### [Page excerpt]
>> BEGIN

CocoaConf Alt 2013 Canceled - mronge
http://cocoaconf.com/blog/alt-2013-canceled

======
mikec3k
AltWWDC is not the same as CocoaConf - <http://altwwdc.com/>

------
abimaelmartell
fuck apple

------
obviouslygreen
The thing I don't understand is how this somehow didn't come up until a month
before the event. I thought these things were planned way in advance... if
they're not, they should be; organizing something like this is a pretty
serious responsibility, and if you take that on, you should be a lot more
diligent and proactive in securing your space.

Of course, without more information on what actually happened, when, and what
kind of notice they could have realistically received, this might be a bit
harsh. If Apple just kind of swooped in and said "hey hotel, we're going to be
using you next month" and the contract required compliance... then it seems
like the hotel management has signed a very one-sided and unfortunate contract
with Apple (of whom I'm not a big fan but wouldn't blame for this).

Anyway, this is a shame. Hopefully next time they can get a reasonable
guarantee on their venue.

>> END

### [Data lines]
>> BEGIN

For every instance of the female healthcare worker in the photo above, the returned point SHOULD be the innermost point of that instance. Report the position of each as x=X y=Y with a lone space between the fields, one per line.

>> END

### [Problems to work on]
1. Translate this sentence from the thread on the CocoaConf Alt 2013 cancellation into Spanish: "Hopefully next time they can get a reasonable guarantee on their venue."
2. Write the next part of the thread on the CocoaConf Alt 2013 cancellation, picking up after its final comment.
The material comes from an unrelated source.

### [Exercise responses]
1. Ojalá la próxima vez puedan conseguir una garantía razonable sobre su sede.

2.
------
ghshephard
Title is somewhat misleading "CocoaConf Alt 2013 Canceled due to conflict with
Apple" (and different from what was posted), this isn't a direct conflict
between CocoaConf and Apple, it's a hotel conflict booking issue. [Edit - 3
minutes later, someone fixed it. :-)]

"All was well until we got an email from the Intercontinental San Francisco,
saying that they had determined that our event was in conflict with Apple and
that due to their contract with Apple, we couldn’t use the space."

This is very common for hotels hosting conventions - they will never host a
second convention that appears to be similar to the primary, and CocoaConf was
naive to believe otherwise.

With that said, Apple had an opportunity to win some decent karma by helping
out this overflow conference and waiving their contract rights with the Hotel
they are booked with. They clearly can't handle the primary volume themselves.

I guess, from a business perspective, they would rather not dilute their
conference, even if it means that several thousand people won't get an
opportunity to go one.